[Extracted records]
+++++

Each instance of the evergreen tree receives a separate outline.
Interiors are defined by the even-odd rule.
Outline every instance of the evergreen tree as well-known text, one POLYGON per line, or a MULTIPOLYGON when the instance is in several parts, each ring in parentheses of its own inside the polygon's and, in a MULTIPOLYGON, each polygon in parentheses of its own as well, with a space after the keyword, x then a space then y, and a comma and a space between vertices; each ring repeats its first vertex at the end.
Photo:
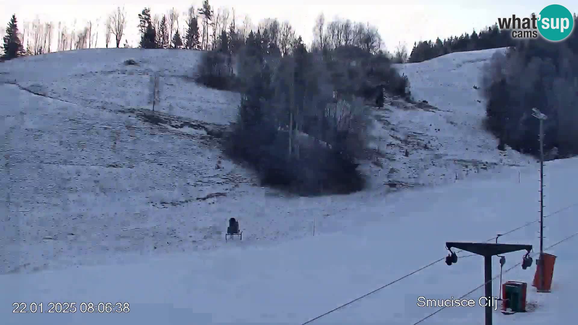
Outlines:
POLYGON ((16 14, 12 15, 12 18, 8 23, 3 40, 4 55, 2 57, 4 59, 10 60, 24 55, 22 42, 18 38, 18 25, 16 14))
POLYGON ((166 25, 166 16, 162 15, 162 19, 161 20, 161 25, 158 28, 158 35, 160 36, 161 43, 158 44, 159 49, 169 48, 169 29, 166 25))
POLYGON ((181 39, 180 34, 179 34, 179 29, 177 29, 173 36, 173 49, 180 49, 183 46, 183 39, 181 39))
POLYGON ((140 38, 142 38, 150 24, 150 8, 143 9, 142 12, 139 14, 139 31, 140 32, 140 38))
POLYGON ((143 49, 157 48, 157 31, 150 22, 147 25, 146 31, 140 39, 140 47, 143 49))
POLYGON ((185 34, 185 47, 189 50, 199 48, 199 23, 197 17, 187 22, 187 32, 185 34))

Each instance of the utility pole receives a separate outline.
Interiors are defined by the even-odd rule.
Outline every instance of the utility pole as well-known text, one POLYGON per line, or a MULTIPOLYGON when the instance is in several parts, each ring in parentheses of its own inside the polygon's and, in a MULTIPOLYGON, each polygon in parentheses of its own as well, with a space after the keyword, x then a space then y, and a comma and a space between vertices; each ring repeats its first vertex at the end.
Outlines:
POLYGON ((537 288, 538 291, 542 291, 546 287, 545 276, 544 274, 544 120, 547 116, 540 112, 536 108, 532 109, 534 113, 532 116, 540 121, 540 258, 537 263, 541 285, 540 288, 537 288))

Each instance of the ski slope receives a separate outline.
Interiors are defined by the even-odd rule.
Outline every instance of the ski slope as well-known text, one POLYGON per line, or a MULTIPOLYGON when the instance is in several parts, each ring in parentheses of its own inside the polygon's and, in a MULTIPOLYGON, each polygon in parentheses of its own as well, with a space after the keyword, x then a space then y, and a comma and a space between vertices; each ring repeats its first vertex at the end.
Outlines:
MULTIPOLYGON (((487 60, 492 52, 476 53, 487 60)), ((9 217, 0 273, 222 247, 231 217, 247 229, 243 245, 307 237, 314 216, 318 232, 340 231, 381 217, 360 216, 358 207, 395 191, 385 184, 428 187, 530 162, 501 153, 481 129, 483 107, 470 84, 483 62, 454 53, 446 57, 466 57, 401 67, 416 99, 437 107, 393 101, 376 110, 375 152, 361 166, 367 190, 287 197, 222 156, 215 134, 236 115, 239 94, 192 81, 199 54, 97 49, 0 65, 0 200, 9 217), (153 123, 147 95, 157 73, 162 120, 153 123), (440 94, 446 102, 436 102, 440 94)))
MULTIPOLYGON (((546 213, 576 202, 577 159, 549 162, 546 213)), ((379 215, 346 231, 280 242, 267 247, 229 242, 228 249, 176 253, 135 264, 80 266, 66 270, 0 276, 6 310, 3 324, 302 324, 365 294, 446 254, 444 242, 483 241, 536 220, 536 166, 477 176, 428 190, 392 194, 360 206, 360 215, 379 215), (518 174, 518 172, 520 173, 518 174), (519 179, 518 179, 518 175, 519 179), (519 179, 519 182, 518 182, 519 179), (12 313, 14 301, 128 302, 130 312, 90 316, 12 313)), ((575 233, 578 206, 547 219, 544 246, 575 233)), ((500 242, 534 245, 538 224, 504 235, 500 242)), ((552 292, 529 287, 532 312, 504 316, 494 324, 570 323, 578 271, 573 249, 578 237, 548 250, 558 256, 552 292)), ((506 254, 505 269, 524 252, 506 254)), ((458 255, 463 256, 465 253, 458 255)), ((499 274, 498 258, 494 273, 499 274)), ((506 280, 531 282, 535 265, 503 275, 506 280)), ((419 307, 418 297, 455 298, 483 283, 483 259, 460 258, 450 267, 440 261, 312 323, 409 324, 435 311, 419 307)), ((497 296, 498 285, 494 284, 497 296)), ((466 298, 477 300, 483 289, 466 298)), ((423 324, 483 324, 482 308, 442 311, 423 324)))

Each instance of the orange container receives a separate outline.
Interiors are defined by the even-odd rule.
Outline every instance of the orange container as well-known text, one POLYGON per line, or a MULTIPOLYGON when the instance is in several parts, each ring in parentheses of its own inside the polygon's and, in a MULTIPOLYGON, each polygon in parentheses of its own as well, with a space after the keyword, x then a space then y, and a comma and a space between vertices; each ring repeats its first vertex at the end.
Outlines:
POLYGON ((542 287, 542 283, 540 281, 540 268, 541 261, 537 261, 537 267, 536 273, 534 274, 534 281, 532 285, 540 291, 549 291, 552 286, 552 278, 554 275, 554 264, 556 261, 556 256, 547 253, 542 254, 542 257, 544 261, 543 267, 544 268, 544 287, 542 287))

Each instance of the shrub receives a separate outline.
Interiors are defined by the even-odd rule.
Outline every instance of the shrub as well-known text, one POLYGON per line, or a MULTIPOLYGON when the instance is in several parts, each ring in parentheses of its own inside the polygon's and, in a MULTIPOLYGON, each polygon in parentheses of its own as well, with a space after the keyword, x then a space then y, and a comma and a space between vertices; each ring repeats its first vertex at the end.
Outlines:
POLYGON ((202 54, 197 81, 207 87, 230 90, 235 86, 235 76, 227 54, 209 51, 202 54))
POLYGON ((225 151, 257 171, 263 185, 306 195, 360 190, 365 178, 356 161, 369 138, 370 109, 359 98, 333 98, 320 56, 304 47, 294 53, 239 58, 243 96, 225 151))

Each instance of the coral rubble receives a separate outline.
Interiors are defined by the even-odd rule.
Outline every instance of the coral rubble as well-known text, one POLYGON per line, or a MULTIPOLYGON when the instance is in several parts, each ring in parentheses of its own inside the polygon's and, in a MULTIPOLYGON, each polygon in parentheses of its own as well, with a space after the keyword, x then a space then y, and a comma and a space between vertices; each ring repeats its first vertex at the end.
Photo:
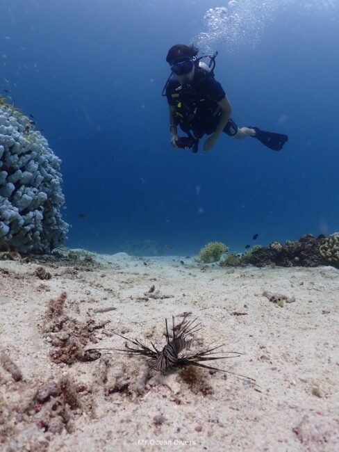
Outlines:
POLYGON ((34 126, 0 96, 0 249, 44 252, 67 238, 61 161, 34 126))

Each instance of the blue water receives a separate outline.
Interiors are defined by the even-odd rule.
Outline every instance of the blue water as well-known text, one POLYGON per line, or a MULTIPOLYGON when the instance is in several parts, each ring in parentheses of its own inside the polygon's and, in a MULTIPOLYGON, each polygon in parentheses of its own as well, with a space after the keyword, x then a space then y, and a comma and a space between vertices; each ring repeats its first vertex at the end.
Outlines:
POLYGON ((185 255, 339 229, 338 2, 2 0, 0 30, 1 89, 63 160, 68 246, 185 255), (219 51, 238 125, 287 134, 283 151, 171 147, 165 57, 192 42, 219 51))

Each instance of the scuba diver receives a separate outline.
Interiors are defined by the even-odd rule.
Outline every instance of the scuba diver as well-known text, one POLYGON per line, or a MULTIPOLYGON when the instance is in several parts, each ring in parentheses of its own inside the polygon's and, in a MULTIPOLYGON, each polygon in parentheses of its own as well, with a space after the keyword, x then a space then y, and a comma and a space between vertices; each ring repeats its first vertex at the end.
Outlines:
POLYGON ((209 135, 204 150, 215 146, 222 132, 237 139, 257 138, 274 151, 280 151, 288 140, 286 135, 267 132, 258 127, 238 127, 231 118, 232 108, 221 84, 214 78, 217 52, 197 57, 194 45, 177 44, 168 51, 166 61, 171 74, 163 90, 170 107, 170 133, 174 147, 198 150, 199 141, 209 135), (209 58, 207 65, 202 58, 209 58), (188 136, 178 136, 178 125, 188 136))

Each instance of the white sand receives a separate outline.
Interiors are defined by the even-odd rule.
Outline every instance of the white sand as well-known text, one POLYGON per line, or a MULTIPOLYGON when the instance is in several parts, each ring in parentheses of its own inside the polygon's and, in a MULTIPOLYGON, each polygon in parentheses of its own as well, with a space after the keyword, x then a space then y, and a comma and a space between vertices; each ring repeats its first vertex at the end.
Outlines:
POLYGON ((0 449, 339 451, 338 270, 201 268, 193 259, 124 253, 97 259, 100 266, 89 264, 89 271, 41 262, 49 280, 34 275, 38 264, 0 261, 0 350, 23 375, 15 382, 0 364, 0 449), (155 298, 147 293, 152 285, 155 298), (255 378, 258 386, 199 369, 192 392, 178 373, 147 375, 145 358, 117 353, 56 364, 49 355, 53 333, 44 332, 44 318, 49 300, 63 291, 70 318, 110 321, 87 348, 123 347, 114 331, 161 348, 165 318, 192 312, 189 318, 203 327, 195 335, 200 346, 217 341, 226 351, 244 353, 210 365, 255 378), (279 307, 264 291, 295 302, 279 307), (170 298, 157 298, 163 296, 170 298), (116 309, 94 313, 110 306, 116 309), (55 409, 53 396, 43 406, 32 401, 63 376, 85 387, 80 407, 67 412, 69 432, 54 433, 43 419, 44 405, 55 409))

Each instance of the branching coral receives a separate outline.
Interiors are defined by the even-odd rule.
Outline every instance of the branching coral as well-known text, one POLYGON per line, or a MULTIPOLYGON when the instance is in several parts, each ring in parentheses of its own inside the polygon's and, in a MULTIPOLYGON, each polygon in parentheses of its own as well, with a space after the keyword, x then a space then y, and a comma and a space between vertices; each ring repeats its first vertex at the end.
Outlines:
POLYGON ((335 232, 324 239, 319 251, 325 261, 339 266, 339 232, 335 232))
POLYGON ((61 161, 34 127, 0 96, 0 250, 44 252, 66 239, 61 161))

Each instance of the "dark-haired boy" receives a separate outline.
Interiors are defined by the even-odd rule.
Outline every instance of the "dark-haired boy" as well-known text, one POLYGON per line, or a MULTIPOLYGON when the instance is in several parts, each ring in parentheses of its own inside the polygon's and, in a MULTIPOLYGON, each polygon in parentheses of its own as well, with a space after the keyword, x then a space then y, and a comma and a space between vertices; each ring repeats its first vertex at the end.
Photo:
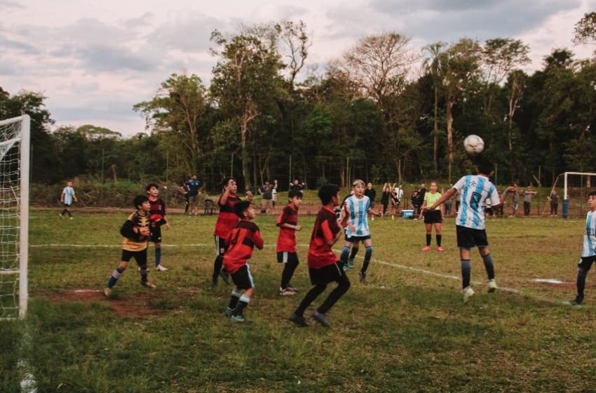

+++++

## Short problem
Update the lines from the line with "Each instance of the utility" to the line with "POLYGON ((537 288, 538" by changing "utility pole" to "telephone pole" and leaving all else as it is. Return only those lines.

## Solution to the problem
Each instance of the telephone pole receives a separate outline.
Interiors are defined by the even-odd rule.
Outline every instance of the telephone pole as well-known text, one POLYGON per line, or a MULTIPOLYGON when the instance is in several parts, each ring in parentheses of its own inside the polygon's and, in a MULTIPOLYGON, each polygon in parentheses of its own as well, with a space after the keyword, x then a space then y, and a comma and a space between vertices; each ring repeats its first vertex at the end.
Outlines:
POLYGON ((537 288, 538 291, 542 291, 546 287, 545 276, 544 274, 544 120, 547 116, 540 112, 536 108, 532 109, 534 113, 532 116, 540 121, 540 258, 537 263, 541 285, 540 288, 537 288))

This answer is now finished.